- **EXERCISE DETAILS**:
Starting at the beginning of the records and ending at the line containing "x=79, y=123", including that line, write out every line again with the requests kept, and raise each coordinate in the answers by 25.

- **SOURCE DATA**:

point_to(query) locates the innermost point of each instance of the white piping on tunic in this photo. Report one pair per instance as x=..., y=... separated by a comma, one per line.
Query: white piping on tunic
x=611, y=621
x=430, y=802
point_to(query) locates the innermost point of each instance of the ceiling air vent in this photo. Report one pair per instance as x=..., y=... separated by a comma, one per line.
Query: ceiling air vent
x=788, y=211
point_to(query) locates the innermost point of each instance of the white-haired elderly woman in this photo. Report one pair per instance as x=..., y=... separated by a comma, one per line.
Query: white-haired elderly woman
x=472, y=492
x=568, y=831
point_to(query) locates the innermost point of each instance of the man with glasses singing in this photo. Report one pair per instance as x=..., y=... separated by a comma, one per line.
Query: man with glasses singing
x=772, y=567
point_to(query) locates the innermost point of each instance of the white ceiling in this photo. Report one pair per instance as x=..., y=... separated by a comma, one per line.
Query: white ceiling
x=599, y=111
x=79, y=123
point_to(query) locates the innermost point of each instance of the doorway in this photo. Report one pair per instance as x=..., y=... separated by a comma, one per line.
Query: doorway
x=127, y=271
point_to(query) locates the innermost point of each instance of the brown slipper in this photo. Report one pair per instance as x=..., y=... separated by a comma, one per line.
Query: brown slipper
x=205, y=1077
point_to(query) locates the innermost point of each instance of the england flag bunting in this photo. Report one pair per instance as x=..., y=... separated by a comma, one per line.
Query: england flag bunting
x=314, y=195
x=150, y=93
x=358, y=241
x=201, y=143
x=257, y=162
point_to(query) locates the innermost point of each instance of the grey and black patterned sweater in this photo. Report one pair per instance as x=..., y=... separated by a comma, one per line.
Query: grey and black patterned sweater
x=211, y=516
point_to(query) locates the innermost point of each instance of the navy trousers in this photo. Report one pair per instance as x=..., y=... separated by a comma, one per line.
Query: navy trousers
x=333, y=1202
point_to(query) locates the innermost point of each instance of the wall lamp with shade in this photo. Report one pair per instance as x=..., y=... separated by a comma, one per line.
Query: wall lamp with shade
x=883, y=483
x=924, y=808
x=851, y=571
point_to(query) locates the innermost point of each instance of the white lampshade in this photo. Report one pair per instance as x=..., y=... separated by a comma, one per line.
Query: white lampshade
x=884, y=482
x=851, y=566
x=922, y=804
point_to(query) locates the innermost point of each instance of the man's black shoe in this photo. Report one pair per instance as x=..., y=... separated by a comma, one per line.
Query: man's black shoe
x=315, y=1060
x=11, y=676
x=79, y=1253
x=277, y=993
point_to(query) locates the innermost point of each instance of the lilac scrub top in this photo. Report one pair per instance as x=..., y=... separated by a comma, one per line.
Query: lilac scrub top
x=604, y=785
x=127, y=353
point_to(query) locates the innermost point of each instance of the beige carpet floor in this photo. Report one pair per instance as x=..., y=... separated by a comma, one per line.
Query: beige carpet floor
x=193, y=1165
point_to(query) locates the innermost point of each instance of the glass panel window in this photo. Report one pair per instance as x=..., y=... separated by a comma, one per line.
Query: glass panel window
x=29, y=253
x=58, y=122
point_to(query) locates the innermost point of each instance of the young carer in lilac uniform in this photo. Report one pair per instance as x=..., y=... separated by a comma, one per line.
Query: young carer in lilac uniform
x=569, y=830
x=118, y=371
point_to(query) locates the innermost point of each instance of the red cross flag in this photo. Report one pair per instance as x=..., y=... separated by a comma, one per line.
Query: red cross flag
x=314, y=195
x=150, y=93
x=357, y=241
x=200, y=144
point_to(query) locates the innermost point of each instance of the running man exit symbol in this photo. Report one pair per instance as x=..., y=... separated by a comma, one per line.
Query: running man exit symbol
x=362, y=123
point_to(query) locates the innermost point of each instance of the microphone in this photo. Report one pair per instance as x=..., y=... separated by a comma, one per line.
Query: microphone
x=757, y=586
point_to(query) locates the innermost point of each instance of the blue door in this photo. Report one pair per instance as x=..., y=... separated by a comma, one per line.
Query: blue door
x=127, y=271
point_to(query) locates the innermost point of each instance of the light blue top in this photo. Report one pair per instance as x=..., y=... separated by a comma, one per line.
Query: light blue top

- **ANSWER TO THE EXERCISE**:
point_to(query) locates the innermost point of each instance of the white piping on tunic in this photo. Report one pair per instance as x=..., y=... separated by a comma, one per line.
Query: white piping on tunic
x=636, y=646
x=455, y=827
point_to(query) locates the innermost point of each instance of the ceiling air vent in this photo. Report one pair per instance as x=..., y=... separated by a comma, one per line.
Query: ceiling air vent
x=813, y=236
point_to(query) locates the innermost point of each instance of the white-haired elderly woman in this photo. Report one pair per instance as x=..., y=... separated by a comma, one per line.
Query: white-haired elderly woman
x=497, y=517
x=593, y=856
point_to(query) locates the innermost point of each instance of the man with glasses singing in this photo. Report one pair per instance as x=..., y=... separated by a comma, one per line.
Query: man with glasses singing
x=797, y=592
point_to(query) locates the innermost point of each instance of the white ceiling in this photo. Report one pair per instance as x=..., y=... separated by a comma, one per line.
Query: white ceiling
x=624, y=136
x=104, y=148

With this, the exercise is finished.